#### Data extracts

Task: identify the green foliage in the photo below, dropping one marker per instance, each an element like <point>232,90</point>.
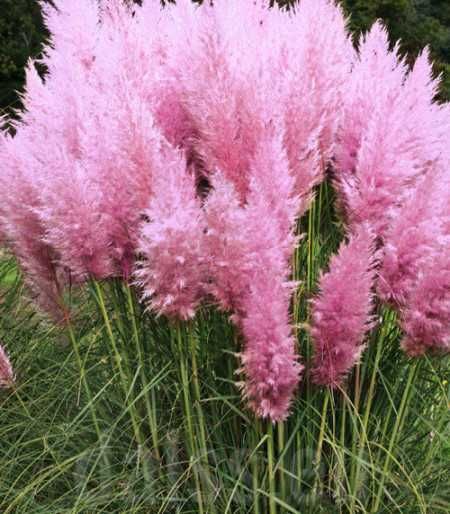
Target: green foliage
<point>123,412</point>
<point>21,36</point>
<point>417,23</point>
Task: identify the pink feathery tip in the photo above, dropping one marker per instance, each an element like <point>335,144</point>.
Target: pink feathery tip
<point>6,371</point>
<point>415,275</point>
<point>426,317</point>
<point>171,242</point>
<point>269,361</point>
<point>341,311</point>
<point>419,236</point>
<point>251,247</point>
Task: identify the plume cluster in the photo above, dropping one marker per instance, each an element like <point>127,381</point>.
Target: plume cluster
<point>176,148</point>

########

[Work request]
None of the pictures should be reproduced; all other material above must be set down exactly.

[Answer box]
Task: identify the green foliage in the photo below, dropping one marker per instance, each an element like <point>232,90</point>.
Target: green foliage
<point>123,412</point>
<point>21,36</point>
<point>417,23</point>
Task: identify the pink feathery tip in the photo above, dropping one marker per instance, each an element like <point>335,144</point>.
Target: pink feathery tip
<point>6,371</point>
<point>415,275</point>
<point>426,317</point>
<point>171,242</point>
<point>269,361</point>
<point>341,311</point>
<point>419,236</point>
<point>251,247</point>
Task: identify the plume cluster in the photo above, dropping one marker per instance, each an element like <point>127,381</point>.
Target: plume cluster
<point>176,148</point>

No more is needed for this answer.